§ PROBLEM DETAILS
Please put everything from the line containing "Reviewer note: check that each instance of the windshield wiper" down to the end of the items into a JSON list of strings, one string per line, leaving out blank lines.
----- GIVEN RECORDS -----
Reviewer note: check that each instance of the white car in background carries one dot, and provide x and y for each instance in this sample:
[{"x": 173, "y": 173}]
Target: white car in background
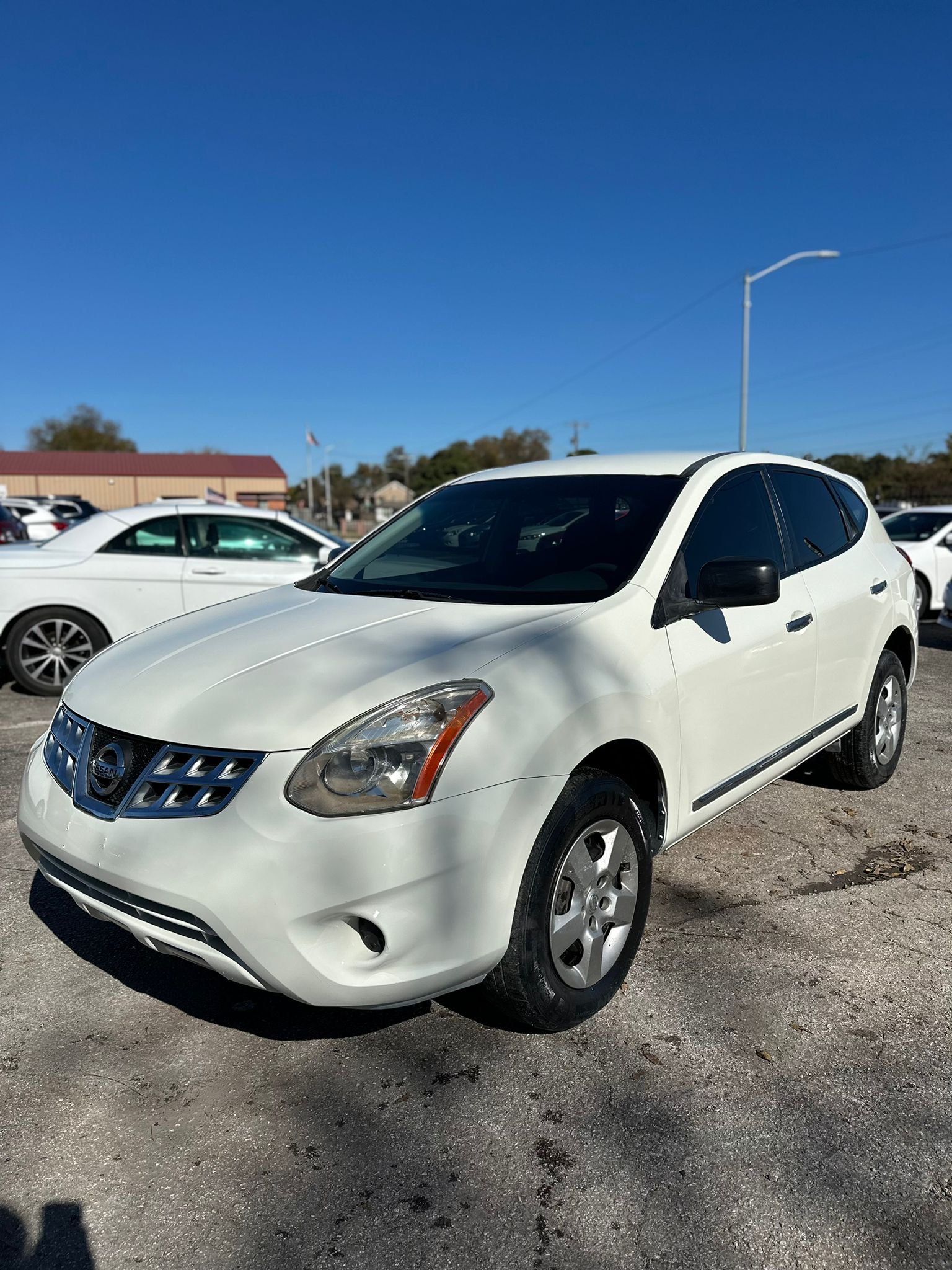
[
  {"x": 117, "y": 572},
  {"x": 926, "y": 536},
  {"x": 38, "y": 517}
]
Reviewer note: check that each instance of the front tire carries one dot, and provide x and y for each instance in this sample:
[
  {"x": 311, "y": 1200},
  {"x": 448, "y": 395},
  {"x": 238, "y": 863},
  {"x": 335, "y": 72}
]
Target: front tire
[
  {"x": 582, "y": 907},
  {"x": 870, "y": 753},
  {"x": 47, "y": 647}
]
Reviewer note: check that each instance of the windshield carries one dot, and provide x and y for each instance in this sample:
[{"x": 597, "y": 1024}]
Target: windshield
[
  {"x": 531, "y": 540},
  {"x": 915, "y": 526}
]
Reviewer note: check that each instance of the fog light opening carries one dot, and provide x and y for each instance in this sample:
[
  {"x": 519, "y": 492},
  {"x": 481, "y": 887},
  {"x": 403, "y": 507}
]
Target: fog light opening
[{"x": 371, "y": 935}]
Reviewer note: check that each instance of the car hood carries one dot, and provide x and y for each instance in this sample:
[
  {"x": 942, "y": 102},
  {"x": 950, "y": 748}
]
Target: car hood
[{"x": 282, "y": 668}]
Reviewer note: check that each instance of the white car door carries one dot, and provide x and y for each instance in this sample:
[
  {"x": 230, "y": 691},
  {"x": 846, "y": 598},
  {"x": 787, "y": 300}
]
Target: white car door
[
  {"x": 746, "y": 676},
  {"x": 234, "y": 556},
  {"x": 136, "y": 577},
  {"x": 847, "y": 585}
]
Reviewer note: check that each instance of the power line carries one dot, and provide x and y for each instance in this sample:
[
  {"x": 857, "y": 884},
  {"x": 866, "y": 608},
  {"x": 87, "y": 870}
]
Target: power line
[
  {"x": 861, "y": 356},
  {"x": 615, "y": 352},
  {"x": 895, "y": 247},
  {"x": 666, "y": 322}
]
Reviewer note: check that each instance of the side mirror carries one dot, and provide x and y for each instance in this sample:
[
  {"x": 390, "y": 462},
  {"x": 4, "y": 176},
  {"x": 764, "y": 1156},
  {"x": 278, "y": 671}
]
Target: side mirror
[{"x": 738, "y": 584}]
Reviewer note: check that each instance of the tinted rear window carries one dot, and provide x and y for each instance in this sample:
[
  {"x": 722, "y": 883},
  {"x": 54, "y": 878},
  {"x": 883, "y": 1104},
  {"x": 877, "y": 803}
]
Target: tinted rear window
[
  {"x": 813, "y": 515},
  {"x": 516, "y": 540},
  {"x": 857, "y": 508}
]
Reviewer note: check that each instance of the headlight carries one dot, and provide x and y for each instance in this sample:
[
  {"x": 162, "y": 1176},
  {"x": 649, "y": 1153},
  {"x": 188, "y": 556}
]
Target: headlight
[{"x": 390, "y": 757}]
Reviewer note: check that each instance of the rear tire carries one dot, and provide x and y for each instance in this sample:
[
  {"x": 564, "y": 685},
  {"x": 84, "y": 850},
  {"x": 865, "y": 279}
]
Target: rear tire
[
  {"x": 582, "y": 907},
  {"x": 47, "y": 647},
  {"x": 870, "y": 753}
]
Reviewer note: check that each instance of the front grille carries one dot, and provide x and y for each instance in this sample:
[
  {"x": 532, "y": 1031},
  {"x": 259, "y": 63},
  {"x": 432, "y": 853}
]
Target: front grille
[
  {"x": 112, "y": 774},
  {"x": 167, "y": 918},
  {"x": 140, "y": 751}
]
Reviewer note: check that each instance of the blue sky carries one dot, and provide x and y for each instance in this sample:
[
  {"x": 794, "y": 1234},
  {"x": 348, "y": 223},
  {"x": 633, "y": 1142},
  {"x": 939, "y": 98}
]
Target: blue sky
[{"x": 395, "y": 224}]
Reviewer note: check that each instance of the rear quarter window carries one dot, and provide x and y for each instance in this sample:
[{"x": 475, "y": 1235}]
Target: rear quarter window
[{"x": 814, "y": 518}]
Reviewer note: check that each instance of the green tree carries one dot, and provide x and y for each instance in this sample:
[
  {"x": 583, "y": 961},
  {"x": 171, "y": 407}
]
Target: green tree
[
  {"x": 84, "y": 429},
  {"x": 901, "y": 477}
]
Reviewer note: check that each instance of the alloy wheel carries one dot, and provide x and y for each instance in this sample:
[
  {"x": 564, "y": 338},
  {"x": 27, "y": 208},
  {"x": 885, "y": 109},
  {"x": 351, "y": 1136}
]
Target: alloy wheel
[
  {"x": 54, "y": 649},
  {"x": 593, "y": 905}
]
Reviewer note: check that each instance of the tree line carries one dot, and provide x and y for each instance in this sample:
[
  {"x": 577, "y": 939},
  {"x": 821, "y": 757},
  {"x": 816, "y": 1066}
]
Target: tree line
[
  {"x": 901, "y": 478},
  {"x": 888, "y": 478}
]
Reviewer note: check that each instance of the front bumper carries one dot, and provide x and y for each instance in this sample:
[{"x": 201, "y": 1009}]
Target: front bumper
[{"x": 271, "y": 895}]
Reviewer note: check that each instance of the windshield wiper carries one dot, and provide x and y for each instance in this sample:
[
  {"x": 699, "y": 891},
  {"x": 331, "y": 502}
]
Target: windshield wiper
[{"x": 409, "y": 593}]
-----
§ REPLY
[
  "Reviewer note: check that each instance of the windshield wiper carries one dot, and provide x and y for each instance in this sample:",
  "[",
  "  {\"x\": 699, \"y\": 891},",
  "  {\"x\": 331, \"y\": 502}",
  "]",
  "Target: windshield wiper",
  "[{\"x\": 409, \"y\": 593}]"
]